### Textauszug
┏━━

Diesen Anforderungen waren die Beklagten zu 3 und 4 nach den überzeugenden Darlegungen des anästhesiologischen Gutachters nicht gerecht geworden, soweit sie die Gabe von Bluttransfusionen nicht unmittelbar nach der Reanimation, sondern erst ca. 10 Stunden später begonnen hatten, obwohl sich zwischenzeitlich die Hb-Werte in einem Bereich von nur 5,7 g/dl bis 6,2 g/dl bewegt haben.

Den Beklagten war zuzugeben, dass es keinen wissenschaftlichen Beleg im Sinne einer prospektiv randomisierten Studie dafür gibt, dass bei einem Hb-Wert von unter 6,0 g/dl zu transfundieren ist. Ebenso wenig gaben die von den Beklagten herangezogenen seinerzeit geltenden Transfusionsrichtlinien (ebenso wie die erst im Jahr 2014 veröffentlichte Richtlinie) einen zur Transfusion zwingenden Grenzwert an, sondern sprachen differierende Empfehlungen unter Berücksichtigung bestimmter Aspekte – etwa Blutverlust, Alter des Patienten, chronische Anämie – aus.

┗━━

### Verständnis prüfen
1. Geben Sie aus dem Textauszug alles von „Den Beklagten war“ bis hinunter zu „Anämie – aus.“ wortgetreu wieder.
2. Beantworten Sie anhand des Textauszugs die folgenden Fragen:
(a) Wie lange nach der Reanimation begannen die Beklagten zu 3 und 4 mit der Gabe von Bluttransfusionen?
(b) In welchem Jahr wurde die später erschienene Richtlinie veröffentlicht?
(c) Welche Aspekte werden als Beispiele für die Empfehlungen der Richtlinien genannt?
3. Entscheiden Sie, ob die folgenden Aussagen mit dem Textauszug übereinstimmen:
(a) Die Hb-Werte lagen zwischenzeitlich im Bereich von 5,7 g/dl bis 6,2 g/dl.
(b) Eine prospektiv randomisierte Studie belegt, dass bei einem Hb-Wert unter 6,0 g/dl zu transfundieren ist.
(c) Die damals geltenden Transfusionsrichtlinien legten einen zwingenden Grenzwert für die Transfusion fest.
Die nachstehenden Zeilen stehen in keinem Zusammenhang mit dem Textauszug.

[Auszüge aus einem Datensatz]

┏━━

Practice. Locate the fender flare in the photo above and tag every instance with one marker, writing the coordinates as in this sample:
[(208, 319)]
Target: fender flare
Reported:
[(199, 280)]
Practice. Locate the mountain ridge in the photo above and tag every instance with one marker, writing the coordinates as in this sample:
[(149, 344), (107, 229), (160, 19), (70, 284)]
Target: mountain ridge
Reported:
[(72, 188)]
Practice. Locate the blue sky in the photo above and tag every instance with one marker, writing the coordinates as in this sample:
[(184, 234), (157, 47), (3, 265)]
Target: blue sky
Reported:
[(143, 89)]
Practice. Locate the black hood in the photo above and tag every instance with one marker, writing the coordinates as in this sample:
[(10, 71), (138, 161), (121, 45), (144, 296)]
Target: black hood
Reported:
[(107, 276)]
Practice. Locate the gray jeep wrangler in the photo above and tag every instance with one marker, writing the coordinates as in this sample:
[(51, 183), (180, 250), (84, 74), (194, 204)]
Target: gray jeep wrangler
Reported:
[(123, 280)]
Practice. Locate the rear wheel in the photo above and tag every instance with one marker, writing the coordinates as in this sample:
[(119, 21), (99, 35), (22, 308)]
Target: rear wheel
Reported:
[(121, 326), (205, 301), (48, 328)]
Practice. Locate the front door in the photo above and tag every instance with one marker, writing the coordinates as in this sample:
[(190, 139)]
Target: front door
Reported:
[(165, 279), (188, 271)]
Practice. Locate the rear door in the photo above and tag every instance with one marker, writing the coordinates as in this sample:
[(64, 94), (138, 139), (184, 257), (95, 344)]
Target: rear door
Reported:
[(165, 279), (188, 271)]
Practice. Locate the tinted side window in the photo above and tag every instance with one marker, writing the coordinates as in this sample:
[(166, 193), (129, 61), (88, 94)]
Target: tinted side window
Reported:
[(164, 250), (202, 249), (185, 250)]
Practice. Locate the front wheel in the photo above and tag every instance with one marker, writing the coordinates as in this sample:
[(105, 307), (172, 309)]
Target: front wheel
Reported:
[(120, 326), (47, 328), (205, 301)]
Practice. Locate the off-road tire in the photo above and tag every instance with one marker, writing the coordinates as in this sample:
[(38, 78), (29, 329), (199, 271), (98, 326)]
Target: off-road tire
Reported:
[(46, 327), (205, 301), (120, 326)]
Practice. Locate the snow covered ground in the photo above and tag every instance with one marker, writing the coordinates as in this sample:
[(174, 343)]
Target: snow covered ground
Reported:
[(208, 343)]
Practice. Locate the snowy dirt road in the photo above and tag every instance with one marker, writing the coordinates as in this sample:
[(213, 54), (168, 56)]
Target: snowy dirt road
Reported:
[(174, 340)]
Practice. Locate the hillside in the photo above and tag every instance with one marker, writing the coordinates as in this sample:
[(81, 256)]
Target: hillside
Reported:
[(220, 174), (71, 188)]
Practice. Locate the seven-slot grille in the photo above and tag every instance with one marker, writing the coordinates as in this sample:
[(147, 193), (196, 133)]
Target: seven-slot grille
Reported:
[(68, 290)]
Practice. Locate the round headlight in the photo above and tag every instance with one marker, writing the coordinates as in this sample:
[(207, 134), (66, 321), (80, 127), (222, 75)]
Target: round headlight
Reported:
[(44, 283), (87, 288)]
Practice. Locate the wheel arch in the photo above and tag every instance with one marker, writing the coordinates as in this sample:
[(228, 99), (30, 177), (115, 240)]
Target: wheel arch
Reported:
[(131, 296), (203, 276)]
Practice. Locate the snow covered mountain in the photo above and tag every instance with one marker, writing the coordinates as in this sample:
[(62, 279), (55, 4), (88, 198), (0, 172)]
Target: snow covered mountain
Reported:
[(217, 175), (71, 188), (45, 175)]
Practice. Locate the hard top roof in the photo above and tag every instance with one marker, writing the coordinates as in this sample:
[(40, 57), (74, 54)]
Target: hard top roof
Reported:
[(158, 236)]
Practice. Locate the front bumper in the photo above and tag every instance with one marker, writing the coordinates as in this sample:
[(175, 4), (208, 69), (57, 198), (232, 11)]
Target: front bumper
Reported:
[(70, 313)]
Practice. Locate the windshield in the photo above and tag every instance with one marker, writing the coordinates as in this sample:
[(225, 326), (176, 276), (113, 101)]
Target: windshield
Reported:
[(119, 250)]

┗━━

### Antworten in Reihenfolge
1.
Den Beklagten war zuzugeben, dass es keinen wissenschaftlichen Beleg im Sinne einer prospektiv randomisierten Studie dafür gibt, dass bei einem Hb-Wert von unter 6,0 g/dl zu transfundieren ist. Ebenso wenig gaben die von den Beklagten herangezogenen seinerzeit geltenden Transfusionsrichtlinien (ebenso wie die erst im Jahr 2014 veröffentlichte Richtlinie) einen zur Transfusion zwingenden Grenzwert an, sondern sprachen differierende Empfehlungen unter Berücksichtigung bestimmter Aspekte – etwa Blutverlust, Alter des Patienten, chronische Anämie – aus.

2.
(a) Erst ca. 10 Stunden später.
(b) Im Jahr 2014.
(c) Blutverlust, Alter des Patienten, chronische Anämie.

3.
(a) Ja: „obwohl sich zwischenzeitlich die Hb-Werte in einem Bereich von nur 5,7 g/dl bis 6,2 g/dl bewegt haben“
(b) Nein: „dass es keinen wissenschaftlichen Beleg im Sinne einer prospektiv randomisierten Studie dafür gibt“
(c) Nein: „sondern sprachen differierende Empfehlungen unter Berücksichtigung bestimmter Aspekte“